TASK: A complete and exact copy of the data below is the task.

· · ·

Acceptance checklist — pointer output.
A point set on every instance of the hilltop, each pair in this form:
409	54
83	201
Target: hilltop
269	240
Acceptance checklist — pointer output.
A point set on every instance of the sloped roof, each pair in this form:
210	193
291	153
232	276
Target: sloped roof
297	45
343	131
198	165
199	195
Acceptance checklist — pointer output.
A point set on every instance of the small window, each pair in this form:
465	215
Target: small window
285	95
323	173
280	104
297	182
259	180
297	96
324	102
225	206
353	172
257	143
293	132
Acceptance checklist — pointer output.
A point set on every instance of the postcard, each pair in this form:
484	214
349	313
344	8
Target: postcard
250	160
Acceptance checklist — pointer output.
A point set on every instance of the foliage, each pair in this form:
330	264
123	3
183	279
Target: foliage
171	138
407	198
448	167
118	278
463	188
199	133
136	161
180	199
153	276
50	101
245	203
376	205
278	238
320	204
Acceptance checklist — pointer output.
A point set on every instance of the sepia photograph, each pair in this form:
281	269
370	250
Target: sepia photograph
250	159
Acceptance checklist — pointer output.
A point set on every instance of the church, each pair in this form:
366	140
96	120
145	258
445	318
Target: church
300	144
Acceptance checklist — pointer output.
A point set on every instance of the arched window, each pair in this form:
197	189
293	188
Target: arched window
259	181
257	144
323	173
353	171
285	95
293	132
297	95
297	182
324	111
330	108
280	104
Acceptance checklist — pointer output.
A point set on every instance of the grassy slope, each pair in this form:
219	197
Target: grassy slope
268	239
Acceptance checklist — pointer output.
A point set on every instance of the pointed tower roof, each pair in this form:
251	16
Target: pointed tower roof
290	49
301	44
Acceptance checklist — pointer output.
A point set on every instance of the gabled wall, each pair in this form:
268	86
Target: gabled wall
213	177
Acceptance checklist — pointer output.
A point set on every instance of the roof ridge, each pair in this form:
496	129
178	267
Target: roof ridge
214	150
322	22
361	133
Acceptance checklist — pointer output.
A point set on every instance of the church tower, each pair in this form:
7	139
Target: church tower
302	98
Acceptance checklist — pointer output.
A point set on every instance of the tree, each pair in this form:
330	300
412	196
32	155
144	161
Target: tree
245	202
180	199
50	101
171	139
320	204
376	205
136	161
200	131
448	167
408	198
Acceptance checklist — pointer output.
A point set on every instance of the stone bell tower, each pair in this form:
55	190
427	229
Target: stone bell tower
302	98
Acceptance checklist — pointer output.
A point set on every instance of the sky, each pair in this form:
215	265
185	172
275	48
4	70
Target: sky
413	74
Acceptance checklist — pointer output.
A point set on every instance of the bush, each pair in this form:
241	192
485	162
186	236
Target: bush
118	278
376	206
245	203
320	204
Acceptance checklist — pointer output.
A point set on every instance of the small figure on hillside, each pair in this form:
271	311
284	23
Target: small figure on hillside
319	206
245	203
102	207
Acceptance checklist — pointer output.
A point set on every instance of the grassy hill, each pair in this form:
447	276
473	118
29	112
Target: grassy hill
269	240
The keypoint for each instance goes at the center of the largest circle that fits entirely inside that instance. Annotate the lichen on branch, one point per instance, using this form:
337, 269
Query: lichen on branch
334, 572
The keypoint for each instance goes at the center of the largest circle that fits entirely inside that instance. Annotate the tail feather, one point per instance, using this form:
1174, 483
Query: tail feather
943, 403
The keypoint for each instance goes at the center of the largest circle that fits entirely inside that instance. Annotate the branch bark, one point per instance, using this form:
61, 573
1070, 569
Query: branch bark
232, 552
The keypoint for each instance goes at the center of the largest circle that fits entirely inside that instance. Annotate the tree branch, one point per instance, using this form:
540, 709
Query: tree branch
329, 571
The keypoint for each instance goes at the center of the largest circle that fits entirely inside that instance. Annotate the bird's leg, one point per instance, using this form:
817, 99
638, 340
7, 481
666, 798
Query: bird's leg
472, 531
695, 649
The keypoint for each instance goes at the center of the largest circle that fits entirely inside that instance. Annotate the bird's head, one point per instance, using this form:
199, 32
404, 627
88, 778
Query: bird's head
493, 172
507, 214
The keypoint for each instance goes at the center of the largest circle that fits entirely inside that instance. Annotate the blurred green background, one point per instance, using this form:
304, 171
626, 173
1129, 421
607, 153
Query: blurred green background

· · ·

YOUR RESPONSE:
Acceptance checklist — pointer output.
A point set on every instance of the hilltop, each pair in this form:
409	54
83	201
Target: hilltop
269	240
Acceptance checklist — pointer output.
A point set on every instance of the sloped roof, each pair in this form:
210	193
291	153
232	276
Target: sloped roof
297	45
343	131
198	165
199	195
Acceptance checklist — pointer output.
A point set on every instance of the small window, each pair in this form:
465	215
Target: small window
285	95
323	173
280	104
297	182
259	180
297	96
324	102
225	206
353	172
257	143
293	132
Acceptance checklist — pointer output.
A point set on every instance of the postcard, each pair in this form:
484	214
349	313
344	8
Target: postcard
250	160
Acceptance checklist — pointer output.
A point set on every instance of the foliage, each pair in this form:
330	264
123	3
183	279
Target: foliage
171	138
407	198
448	167
118	278
463	188
199	133
136	161
180	199
153	276
50	101
245	203
376	205
278	238
320	204
Acceptance checklist — pointer output.
A point set on every instance of the sepia photograph, each pair in this form:
281	269
370	250
Target: sepia photograph
250	159
Acceptance checklist — pointer output.
A point set on every instance of the church, each pair in this form:
366	140
96	120
145	258
445	318
Target: church
300	144
Acceptance checklist — pointer output.
A point set on every instance of the arched window, each pair in this form:
197	189
293	188
Target: arched window
259	181
257	144
323	173
353	171
285	95
293	132
297	95
297	182
324	111
330	108
280	104
Acceptance checklist — pointer output.
A point set on every instance of the grassy slope, each pair in this form:
219	197
Target: grassy slope
268	239
Acceptance checklist — pointer output.
A point set on every instance of the pointed tower roof, each pair in this form:
251	16
Target: pointed tower roof
290	49
301	44
Acceptance checklist — pointer output.
A point set on every instance of the gabled wall, each pair in this form:
268	86
Target: gabled wall
213	177
Acceptance checklist — pointer output.
A point set on every instance of the roof ridge, each pair in this form:
496	129
178	267
Target: roof ridge
214	150
322	22
361	133
Acceptance checklist — pointer output.
A point set on every instance of the church tower, each pair in this form:
7	139
Target: church tower
302	98
Acceptance checklist — pointer output.
A point set on every instance of the tree, each pair in this form:
330	300
412	196
32	155
144	161
Target: tree
245	202
180	199
50	101
171	139
320	204
376	205
136	161
200	131
448	167
408	198
Acceptance checklist — pointer output.
A point set on every instance of the stone bell tower, each pair in this form:
55	190
427	229
Target: stone bell tower
302	98
Acceptance checklist — pointer output.
A point set on every instance of the sky, each pair in this form:
215	265
185	172
275	48
4	70
Target: sky
413	74
Acceptance checklist — pointer output.
A point set on every instance of the bush, each pair in this form:
241	192
485	162
186	236
Target: bush
118	278
376	206
245	203
320	204
Acceptance checklist — pointer output.
A point set on every instance of the small figure on hillside, each pair in this form:
271	311
284	23
Target: small figure on hillside
319	206
245	203
102	207
Acceptance checklist — pointer output.
A point set on every instance of the grassy hill, each pair in this form:
447	276
473	118
29	112
Target: grassy hill
269	240
The keypoint for each instance goes at the center of the largest circle that fits entirely inside that instance. Annotate the lichen on branch, one point per instance, using this form:
337, 269
Query: lichen on branch
334, 572
The keypoint for each instance goes at the center of the largest circle that fits entirely inside that instance. Annotate the tail feather, one point per instance, using this form:
1174, 483
Query: tail feather
943, 403
The keypoint for each instance goes at the center of the largest circle that fits entirely inside that instance. Annotate the branch bark, one point per instance, using this form:
61, 573
1070, 569
Query: branch bark
232, 552
The keypoint for each instance goes at the center of the largest circle that fits entirely inside that instance. Annotate the tree branch, one point per instance, using this form:
540, 709
Query: tree branch
329, 571
The keypoint for each instance goes at the center of the largest circle that fits entirely inside that instance. Annotate the bird's leg, one point per instance, using this form:
817, 99
638, 340
7, 481
666, 798
Query: bird's leg
472, 531
695, 649
The keypoint for each instance goes at the center of the largest circle that fits entirely inside that instance. Annotate the bird's head, one point per instance, using this form:
199, 32
404, 627
88, 778
Query: bird's head
493, 172
507, 214
The keypoint for each instance goes at the center of the largest circle that fits entirely inside that instance. Annotate the blurred green background, one point per instance, using this form:
304, 171
626, 173
1129, 421
607, 153
Query: blurred green background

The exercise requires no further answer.